WHAT NEEDS TO BE DONE: Could each entry be returned exactly as it appears?

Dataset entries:
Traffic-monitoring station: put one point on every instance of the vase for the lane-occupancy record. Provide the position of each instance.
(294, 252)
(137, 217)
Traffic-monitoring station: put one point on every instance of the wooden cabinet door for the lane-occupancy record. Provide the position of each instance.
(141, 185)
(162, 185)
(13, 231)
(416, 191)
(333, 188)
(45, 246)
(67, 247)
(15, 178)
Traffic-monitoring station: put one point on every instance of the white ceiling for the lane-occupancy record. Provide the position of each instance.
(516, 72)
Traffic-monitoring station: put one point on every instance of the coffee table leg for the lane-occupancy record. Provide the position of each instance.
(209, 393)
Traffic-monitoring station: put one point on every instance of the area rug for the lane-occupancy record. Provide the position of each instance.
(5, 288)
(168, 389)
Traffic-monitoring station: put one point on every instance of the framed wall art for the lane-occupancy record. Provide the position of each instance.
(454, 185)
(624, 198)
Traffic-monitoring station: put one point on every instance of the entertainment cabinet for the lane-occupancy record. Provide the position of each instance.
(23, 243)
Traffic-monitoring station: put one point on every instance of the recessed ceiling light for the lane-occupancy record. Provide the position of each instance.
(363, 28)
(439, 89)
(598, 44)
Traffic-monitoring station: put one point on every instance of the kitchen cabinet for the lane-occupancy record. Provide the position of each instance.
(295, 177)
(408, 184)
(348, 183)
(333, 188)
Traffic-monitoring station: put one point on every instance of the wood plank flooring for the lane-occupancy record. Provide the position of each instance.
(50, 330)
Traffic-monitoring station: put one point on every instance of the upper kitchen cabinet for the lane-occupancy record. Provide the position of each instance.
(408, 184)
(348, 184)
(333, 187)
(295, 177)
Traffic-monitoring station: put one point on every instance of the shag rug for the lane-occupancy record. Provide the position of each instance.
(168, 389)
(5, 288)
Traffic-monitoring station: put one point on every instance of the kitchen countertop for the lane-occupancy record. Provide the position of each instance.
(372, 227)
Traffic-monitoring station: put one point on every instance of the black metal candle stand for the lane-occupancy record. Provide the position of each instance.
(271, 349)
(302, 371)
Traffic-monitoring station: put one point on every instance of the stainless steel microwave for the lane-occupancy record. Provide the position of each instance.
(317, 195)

OUTPUT OF THE TASK:
Traffic-monitoring station: put one point on every instance of the vase for the lane-occupancy record. Provide the position of each instance.
(294, 252)
(137, 217)
Traffic-monitoring station: put one point on every instance of the wooden cabinet door for the lane-occupancy record. Provide the position of each instance.
(141, 185)
(162, 185)
(13, 231)
(416, 191)
(333, 188)
(45, 246)
(67, 247)
(15, 178)
Traffic-monitoring station: put one point on every instance of the white ceiling for the lane-occupancy record. Provide the position of each instance.
(516, 72)
Traffic-monitoring station: put one point on every instance of the coffee table leg for the lane-occupancy record. Provide the position of each instance.
(209, 393)
Traffic-monitoring station: put one point on every instance of the area rug for the lane-occupancy record. Provide the position of each instance.
(5, 288)
(168, 389)
Traffic-monitoring station: put one point on every instance of the framed wall art for the lane-occupancy record. Provide the position of each instance.
(454, 185)
(624, 198)
Traffic-monitoring station: put one point on every instance of the entertainment cabinet for the lane-occupancy record. Provide the position of each instance.
(23, 243)
Traffic-monitoring station: put one point on every instance of the recessed ceiling light for the lane-occupancy record. Provide the position of each instance.
(363, 28)
(439, 89)
(598, 44)
Traffic-monitoring station: put one point on every instance of the kitchen cabinet for the lane-occupancy record. Provide the position of each instance.
(295, 177)
(408, 184)
(348, 183)
(333, 188)
Traffic-monitoring station: put one point on every instance of the wood plank flooring for the lane-occupancy record. Provide the position of each instance.
(50, 330)
Traffic-monitoring station: put one point on every instance of the upper kitchen cabinet for the lane-occupancy record. Provide the position of each instance.
(408, 184)
(348, 184)
(333, 187)
(295, 177)
Traffic-monitoring station: put one point on every instance of the shag rug for the lane-occupancy record. Provide the position of each instance.
(168, 389)
(5, 288)
Traffic-monitoring station: put one point on every instance of the kitchen countertop for the lane-occupancy record. Provide the position of each instance.
(372, 227)
Traffic-monitoring station: put one point on every instance of the black metal candle stand for the lane-occupancy record. Provide the position of each instance.
(271, 349)
(302, 371)
Traffic-monitoring station: put one point on every instance of the stainless steel microwave for the lane-occupancy record. Provide the position of each instance.
(317, 195)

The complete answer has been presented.